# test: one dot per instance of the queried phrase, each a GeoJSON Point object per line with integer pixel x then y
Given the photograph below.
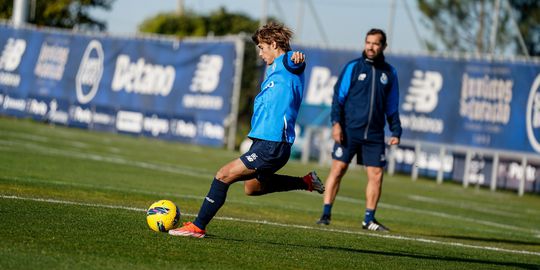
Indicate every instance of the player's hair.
{"type": "Point", "coordinates": [374, 31]}
{"type": "Point", "coordinates": [274, 32]}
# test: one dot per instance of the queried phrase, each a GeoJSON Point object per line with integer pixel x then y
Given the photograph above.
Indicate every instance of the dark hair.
{"type": "Point", "coordinates": [273, 32]}
{"type": "Point", "coordinates": [375, 31]}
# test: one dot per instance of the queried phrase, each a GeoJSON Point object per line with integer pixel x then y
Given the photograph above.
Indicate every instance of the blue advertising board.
{"type": "Point", "coordinates": [477, 103]}
{"type": "Point", "coordinates": [172, 89]}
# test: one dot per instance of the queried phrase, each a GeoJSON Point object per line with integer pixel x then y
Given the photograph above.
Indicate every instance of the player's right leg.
{"type": "Point", "coordinates": [332, 183]}
{"type": "Point", "coordinates": [214, 200]}
{"type": "Point", "coordinates": [267, 157]}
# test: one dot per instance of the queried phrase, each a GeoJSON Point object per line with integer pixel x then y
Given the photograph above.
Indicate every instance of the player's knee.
{"type": "Point", "coordinates": [252, 190]}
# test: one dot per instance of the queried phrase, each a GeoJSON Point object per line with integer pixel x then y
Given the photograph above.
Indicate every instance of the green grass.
{"type": "Point", "coordinates": [75, 199]}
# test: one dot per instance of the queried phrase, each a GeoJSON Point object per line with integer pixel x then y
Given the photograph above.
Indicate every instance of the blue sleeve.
{"type": "Point", "coordinates": [392, 107]}
{"type": "Point", "coordinates": [341, 90]}
{"type": "Point", "coordinates": [291, 66]}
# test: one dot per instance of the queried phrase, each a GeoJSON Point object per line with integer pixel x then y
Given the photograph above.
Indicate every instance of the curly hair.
{"type": "Point", "coordinates": [274, 32]}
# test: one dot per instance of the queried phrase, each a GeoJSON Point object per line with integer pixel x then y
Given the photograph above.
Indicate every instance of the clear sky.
{"type": "Point", "coordinates": [344, 22]}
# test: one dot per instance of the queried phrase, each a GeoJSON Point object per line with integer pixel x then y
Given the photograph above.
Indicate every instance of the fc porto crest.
{"type": "Point", "coordinates": [384, 78]}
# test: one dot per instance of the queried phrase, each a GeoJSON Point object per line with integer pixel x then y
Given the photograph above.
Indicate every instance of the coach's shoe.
{"type": "Point", "coordinates": [324, 220]}
{"type": "Point", "coordinates": [189, 229]}
{"type": "Point", "coordinates": [314, 182]}
{"type": "Point", "coordinates": [374, 225]}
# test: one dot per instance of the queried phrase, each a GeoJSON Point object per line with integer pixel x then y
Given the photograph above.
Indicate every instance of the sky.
{"type": "Point", "coordinates": [340, 23]}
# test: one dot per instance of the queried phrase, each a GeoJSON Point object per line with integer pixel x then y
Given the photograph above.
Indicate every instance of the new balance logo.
{"type": "Point", "coordinates": [251, 157]}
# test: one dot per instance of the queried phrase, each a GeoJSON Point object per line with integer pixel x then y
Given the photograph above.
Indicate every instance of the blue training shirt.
{"type": "Point", "coordinates": [276, 106]}
{"type": "Point", "coordinates": [365, 95]}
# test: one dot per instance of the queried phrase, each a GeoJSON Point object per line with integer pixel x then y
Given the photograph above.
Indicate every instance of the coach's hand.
{"type": "Point", "coordinates": [393, 141]}
{"type": "Point", "coordinates": [298, 57]}
{"type": "Point", "coordinates": [337, 133]}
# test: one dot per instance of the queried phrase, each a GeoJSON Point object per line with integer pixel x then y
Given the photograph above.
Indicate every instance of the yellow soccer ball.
{"type": "Point", "coordinates": [162, 216]}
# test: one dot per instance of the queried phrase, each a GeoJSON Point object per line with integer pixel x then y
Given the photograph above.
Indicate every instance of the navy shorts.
{"type": "Point", "coordinates": [367, 153]}
{"type": "Point", "coordinates": [266, 157]}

Exercise » Give back every record exactly, dropping its pictures.

Task result »
# test: one dot per instance of the queried phrase, each a GeoJSON Point object per line with integer pixel x then y
Given the photograph below.
Indicate every instance of the player's hair.
{"type": "Point", "coordinates": [374, 31]}
{"type": "Point", "coordinates": [274, 32]}
# test: one dot per instance of the queried phrase, each a GeoJSON Point object per line with integer pixel x then y
Given the photograph above.
Indicate every instance of the dark hair.
{"type": "Point", "coordinates": [273, 32]}
{"type": "Point", "coordinates": [375, 31]}
# test: one dot per instance of the queried phrase, each a GeoJSON Point object per line with integer pixel x then y
Given the photograph above.
Indicate every instance of the blue advertising board.
{"type": "Point", "coordinates": [477, 103]}
{"type": "Point", "coordinates": [172, 89]}
# test: one dot per instance of the queried phrase, each a GeoJSON Point object per line with integer pixel x then y
Given the photograph above.
Indicate every instance of the player's right leg.
{"type": "Point", "coordinates": [332, 183]}
{"type": "Point", "coordinates": [214, 200]}
{"type": "Point", "coordinates": [267, 157]}
# test: one dot per instance of the queried phrase, each a GeoJSON Point object per line with integer pixel x then y
Given the photograph above.
Indicate every instance of the player's knee.
{"type": "Point", "coordinates": [252, 190]}
# test: one dot per instance of the queried phrase, each a GeoJSON Point object per line with integer pixel x then y
Given the photograph above.
Indicate every instance of the green grass.
{"type": "Point", "coordinates": [75, 199]}
# test: one dot per instance of the queried phrase, each a GeoJSON Point object per line with integer pixel x then y
Given the photograph above.
Indicate every instance of the blue sleeve.
{"type": "Point", "coordinates": [392, 107]}
{"type": "Point", "coordinates": [341, 90]}
{"type": "Point", "coordinates": [291, 66]}
# test: one dot per instance of the queried phrase, each a GeoJSON Point object per line with integer pixel x then y
Given the photograph above.
Indicate every instance of the curly hair.
{"type": "Point", "coordinates": [274, 32]}
# test: one dot per instance of the queried phrase, each a GeoJSON Point object per line with integer pixel x then y
Given the photograph above.
Indicate every instance of the clear sky.
{"type": "Point", "coordinates": [344, 22]}
# test: one dot per instance of the queried phrase, each a GeoJSON Point object per line with integer pixel x then y
Given the photograph above.
Indicate every instance of the fc porto crest.
{"type": "Point", "coordinates": [384, 78]}
# test: one dot per instance of the queried phrase, each a GeoJSON Point object per line with integer pixel x then y
Given the photograph above.
Indicate every instance of the coach's shoe.
{"type": "Point", "coordinates": [324, 220]}
{"type": "Point", "coordinates": [189, 229]}
{"type": "Point", "coordinates": [314, 182]}
{"type": "Point", "coordinates": [374, 225]}
# test: one dot per instance of the queried phrase, each a GeoJSON Point object per line with integer pixel x then y
Given the photograph above.
Indicate every instance of the sky.
{"type": "Point", "coordinates": [340, 23]}
# test: one dot per instance of the queried phrase, each a GeoJSON Point object per line with integer pixel x then y
Given the photograph above.
Indicate every instance of the new balance logo.
{"type": "Point", "coordinates": [251, 157]}
# test: one dot per instance of the queried phrase, each a GeoJSON Point object per line with integer pixel x then y
Given the photograph above.
Indicate every instance of the blue training shirt.
{"type": "Point", "coordinates": [276, 106]}
{"type": "Point", "coordinates": [365, 95]}
# test: one dot per instance of the queried phrase, each a GeoJSON Point object per line with integer pixel x then y
Given the photograph above.
Indicate every instance of the coach's hand.
{"type": "Point", "coordinates": [393, 141]}
{"type": "Point", "coordinates": [298, 57]}
{"type": "Point", "coordinates": [337, 133]}
# test: one dot per instance of the queried phrase, each a GeoJSON Point object per line with integer pixel x then y
Given the photograph above.
Indicate every instance of the yellow soccer ball.
{"type": "Point", "coordinates": [162, 216]}
# test: one dot per instance of the queried phrase, each a GeoJSON Point object per line with integer pixel x then y
Given the photograph above.
Indicate every instance of the navy shorts.
{"type": "Point", "coordinates": [367, 153]}
{"type": "Point", "coordinates": [266, 157]}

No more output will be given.